(Given text):

= Beginning of Section =

He winds up with other well-heeled Bangladeshis and rich foreigners at The Holey Artisan Cafe, dining with two young and very modern female companions. One is even wearing short shorts in majority Muslim Bangladesh.
When the attack begins, almost anyone looking European, Chinese or Japanese or Hindi is shot.
“Kill all those who are not Bangladeshi Muslims,” Nibras decrees (the film is in a mix of English and Hindi with English subtitles). And so it is.
Those taken hostage aren’t exactly “safe,” with some of the trigger-happy killers demanding that one man drop his pants to “prove” his faith, others ordered to “recite any surah.”
Faraaz is recognized as a “Prince of Bangladesh,” and offered the chance to leave. But his lady friends are not, so he refuses.
Outside, the police are alerted and stumble into a situation they don’t have the “gear” or the experience to handle and get themselves shot up. “Twelve” officers are slaughtered in the film, only two in the actual event. Perhaps that higher death count is meant to placate via “sacrifice” the incompetence depicted in the police leadership — Danih Iqbal plays the arrogant, trigger-happy police commisioner — and chain of command.
And Faraaz’s panicked mother gathers with the other relatives to demand action and call in favors to get it.
The action sequences are well-handled, and it’s standard operating procedure to show such incidents from these different points of view.
But the “debates” over “Your Islam” and “My Islam” are so on-the-nose as to make one question their veracity. Was Faraaz really this outspoken and ready to argue with armed rednecks who hated his very entitled existence?
As the movie has taken other liberties, you have to wonder. And that’s a stupid distraction to build into your thriller. If you’re depicting public officials as incompetent, changing their names isn’t really a proper cover. And were they incompetent? Don’t know that, either.
The cops, SWAT and Army turf wars are played almost for laughs, and their lack of urgency about this emergency robs the story of much of its power and pacing.
Even Faraaz’s point of view scenes are limited, as if the filmmakers didn’t want to tread on his legacy, no matter what they might have found out researching the script, which is based on a book by Nuruzzaman Labu.
“The myth” is what’s most important and the reason for “Faraaz” being made. But there’s a lot more going on here than him wondering “How brainwashed are you?” if he or anyone else staring down five AK-47s and grenades ever said that. In “Faraaz,” we just don’t know, and we kind of want to find out.
Rating: TV-MA, graphic violence, profanity
Cast: Zahan Kapoor, Aditya Rawal, Juhi Babbar, Sachin Lalwani, Nitin Goel, Danih Iqbal and Kaushik Chakraborty
Credits: Directed by Hansal Mehta, scripted by Raghav Kakkar, Kashyap Kapoor and Ritesh Shah. A Netflix release.

= End of Section =

(The data):
= Beginning of Section =

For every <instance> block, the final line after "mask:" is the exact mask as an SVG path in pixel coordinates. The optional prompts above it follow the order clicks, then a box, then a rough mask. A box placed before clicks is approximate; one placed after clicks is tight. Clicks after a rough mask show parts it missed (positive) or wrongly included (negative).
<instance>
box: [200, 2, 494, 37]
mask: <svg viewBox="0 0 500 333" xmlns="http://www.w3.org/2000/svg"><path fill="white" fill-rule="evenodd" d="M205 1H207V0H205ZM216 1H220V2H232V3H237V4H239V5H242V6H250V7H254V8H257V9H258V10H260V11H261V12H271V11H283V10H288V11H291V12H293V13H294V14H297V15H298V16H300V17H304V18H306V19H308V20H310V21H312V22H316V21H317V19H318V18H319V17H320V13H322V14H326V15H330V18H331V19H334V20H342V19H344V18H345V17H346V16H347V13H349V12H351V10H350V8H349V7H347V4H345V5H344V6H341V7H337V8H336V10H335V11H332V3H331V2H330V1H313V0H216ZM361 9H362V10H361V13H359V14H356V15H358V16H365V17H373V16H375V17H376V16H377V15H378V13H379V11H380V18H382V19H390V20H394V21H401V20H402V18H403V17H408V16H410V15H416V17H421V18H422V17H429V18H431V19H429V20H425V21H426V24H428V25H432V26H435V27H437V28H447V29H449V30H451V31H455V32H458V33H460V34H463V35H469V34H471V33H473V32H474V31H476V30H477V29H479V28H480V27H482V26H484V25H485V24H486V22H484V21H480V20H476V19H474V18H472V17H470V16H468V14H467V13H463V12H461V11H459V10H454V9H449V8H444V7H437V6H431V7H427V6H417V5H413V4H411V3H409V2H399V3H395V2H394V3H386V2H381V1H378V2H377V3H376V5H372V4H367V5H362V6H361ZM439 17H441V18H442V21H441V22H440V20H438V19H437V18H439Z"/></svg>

= End of Section =

(Goal of the exercise): In one to three sentences, explain why Faraaz turns down the chance to leave, according to the film review. The material can be set aside; none of it is used here.

(Your response): Faraaz is recognized as a "Prince of Bangladesh" and offered the chance to leave, but his lady friends are not given that chance. Because of this, he refuses to go.